→ **What you should do**: Every entry below should be printed exactly.

→ **Recorded information**:
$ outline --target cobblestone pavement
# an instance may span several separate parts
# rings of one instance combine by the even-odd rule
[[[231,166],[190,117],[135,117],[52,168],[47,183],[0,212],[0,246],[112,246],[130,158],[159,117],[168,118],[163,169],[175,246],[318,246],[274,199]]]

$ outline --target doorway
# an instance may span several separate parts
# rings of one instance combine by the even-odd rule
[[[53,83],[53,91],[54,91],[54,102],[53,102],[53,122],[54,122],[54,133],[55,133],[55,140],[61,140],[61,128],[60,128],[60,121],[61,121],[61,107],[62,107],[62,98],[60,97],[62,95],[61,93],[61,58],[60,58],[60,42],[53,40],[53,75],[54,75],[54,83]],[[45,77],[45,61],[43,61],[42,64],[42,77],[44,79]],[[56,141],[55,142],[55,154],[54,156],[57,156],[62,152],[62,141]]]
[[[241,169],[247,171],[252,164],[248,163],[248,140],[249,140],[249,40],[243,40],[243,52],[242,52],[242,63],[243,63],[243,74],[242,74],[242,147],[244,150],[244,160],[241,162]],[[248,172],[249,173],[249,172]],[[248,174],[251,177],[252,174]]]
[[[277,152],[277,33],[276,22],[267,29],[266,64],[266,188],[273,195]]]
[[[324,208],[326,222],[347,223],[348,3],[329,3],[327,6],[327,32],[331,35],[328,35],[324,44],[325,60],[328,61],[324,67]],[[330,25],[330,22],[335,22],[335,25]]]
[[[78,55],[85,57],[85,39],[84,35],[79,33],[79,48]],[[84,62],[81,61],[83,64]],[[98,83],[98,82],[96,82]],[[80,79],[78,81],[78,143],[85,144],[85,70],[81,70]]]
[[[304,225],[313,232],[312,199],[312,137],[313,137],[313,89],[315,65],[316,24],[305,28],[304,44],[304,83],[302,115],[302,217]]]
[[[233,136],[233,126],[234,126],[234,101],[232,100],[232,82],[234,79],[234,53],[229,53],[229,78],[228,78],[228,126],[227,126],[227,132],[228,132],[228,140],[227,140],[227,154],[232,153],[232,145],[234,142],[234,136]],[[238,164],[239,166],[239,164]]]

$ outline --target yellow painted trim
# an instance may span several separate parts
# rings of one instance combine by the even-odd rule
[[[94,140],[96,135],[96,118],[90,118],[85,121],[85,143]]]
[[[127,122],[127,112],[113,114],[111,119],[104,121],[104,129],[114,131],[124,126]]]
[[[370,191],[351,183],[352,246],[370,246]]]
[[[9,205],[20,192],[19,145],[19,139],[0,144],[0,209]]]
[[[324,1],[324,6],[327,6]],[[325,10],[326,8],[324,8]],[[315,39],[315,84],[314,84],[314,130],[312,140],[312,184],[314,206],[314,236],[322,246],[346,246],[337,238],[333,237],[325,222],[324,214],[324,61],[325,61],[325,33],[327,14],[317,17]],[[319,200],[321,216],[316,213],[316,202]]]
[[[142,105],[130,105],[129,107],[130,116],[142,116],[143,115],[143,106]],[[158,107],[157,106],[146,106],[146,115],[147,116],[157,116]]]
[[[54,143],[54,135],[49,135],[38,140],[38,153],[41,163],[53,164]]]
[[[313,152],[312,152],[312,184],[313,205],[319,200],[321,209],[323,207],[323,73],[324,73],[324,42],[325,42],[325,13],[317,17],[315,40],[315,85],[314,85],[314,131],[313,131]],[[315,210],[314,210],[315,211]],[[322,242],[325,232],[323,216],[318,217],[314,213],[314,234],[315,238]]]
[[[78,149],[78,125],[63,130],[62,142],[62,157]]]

→ **Solution for this problem**:
$ outline --target cobblestone pavement
# an instance may span several separate parts
# rings of one instance combine by the even-odd rule
[[[231,166],[190,117],[135,117],[52,168],[47,183],[0,212],[0,246],[112,246],[130,158],[159,117],[168,118],[163,169],[175,246],[318,246],[274,199]]]

$ outline --target doorway
# an instance may span several separate parts
# rings of one instance combine by the even-odd rule
[[[53,83],[53,91],[54,91],[54,102],[53,102],[53,122],[54,122],[54,133],[55,133],[55,140],[61,140],[61,128],[60,128],[60,121],[61,121],[61,107],[62,107],[62,98],[60,97],[62,95],[61,93],[61,58],[60,58],[60,42],[53,40],[53,75],[54,75],[54,83]],[[45,77],[45,61],[43,61],[42,64],[42,77],[44,79]],[[56,141],[55,142],[55,154],[54,156],[57,156],[62,152],[62,141]]]
[[[241,169],[247,171],[252,164],[248,163],[248,140],[249,140],[249,40],[243,40],[243,52],[242,52],[242,63],[243,63],[243,74],[242,74],[242,147],[244,150],[244,160],[241,162]],[[248,172],[249,173],[249,172]],[[248,174],[251,177],[252,174]]]
[[[277,152],[277,33],[276,22],[267,29],[266,64],[266,188],[273,195]]]
[[[324,208],[326,222],[347,223],[348,3],[329,3],[327,6],[327,32],[331,35],[328,35],[324,44],[325,60],[328,61],[324,67]],[[330,25],[330,22],[335,22],[335,25]]]
[[[78,55],[85,57],[85,39],[84,35],[79,33],[79,48]],[[84,62],[81,61],[83,64]],[[98,83],[98,82],[96,82]],[[80,79],[78,81],[78,143],[85,144],[85,70],[81,70]]]
[[[304,225],[313,232],[312,199],[312,137],[313,137],[313,89],[315,65],[316,24],[305,28],[304,44],[304,83],[302,115],[302,217]]]
[[[233,136],[233,126],[234,126],[234,101],[232,100],[232,82],[234,79],[234,53],[229,53],[229,78],[228,78],[228,126],[227,126],[227,132],[228,132],[228,140],[227,140],[227,154],[232,153],[232,145],[234,142],[234,136]],[[238,164],[239,166],[239,164]]]

$ outline --target yellow painted trim
# an instance may span several separate parts
# rings of one instance combine by the even-odd rule
[[[94,140],[96,135],[96,118],[90,118],[85,121],[85,143]]]
[[[127,122],[127,112],[113,114],[111,119],[104,121],[104,129],[114,131],[124,126]]]
[[[370,191],[351,183],[352,246],[370,246]]]
[[[9,205],[20,192],[19,145],[19,139],[0,144],[0,209]]]
[[[324,1],[324,6],[327,6]],[[325,10],[326,8],[324,8]],[[315,39],[315,84],[314,84],[314,130],[312,140],[312,184],[314,206],[314,236],[322,246],[346,246],[337,238],[333,237],[325,222],[324,214],[324,61],[325,61],[325,33],[327,14],[317,17]],[[319,200],[321,216],[316,213],[316,202]]]
[[[142,105],[130,105],[129,107],[130,116],[142,116],[143,115],[143,106]],[[158,107],[157,106],[146,106],[146,115],[147,116],[157,116]]]
[[[54,143],[54,135],[49,135],[38,140],[38,153],[41,163],[53,164]]]
[[[313,152],[312,152],[312,184],[313,205],[319,200],[321,209],[323,207],[323,73],[324,73],[324,42],[325,42],[325,13],[317,17],[315,40],[315,85],[314,85],[314,131],[313,131]],[[315,210],[314,210],[315,211]],[[322,242],[325,232],[323,216],[318,217],[314,213],[314,234],[315,238]]]
[[[78,149],[78,125],[63,130],[62,142],[62,157]]]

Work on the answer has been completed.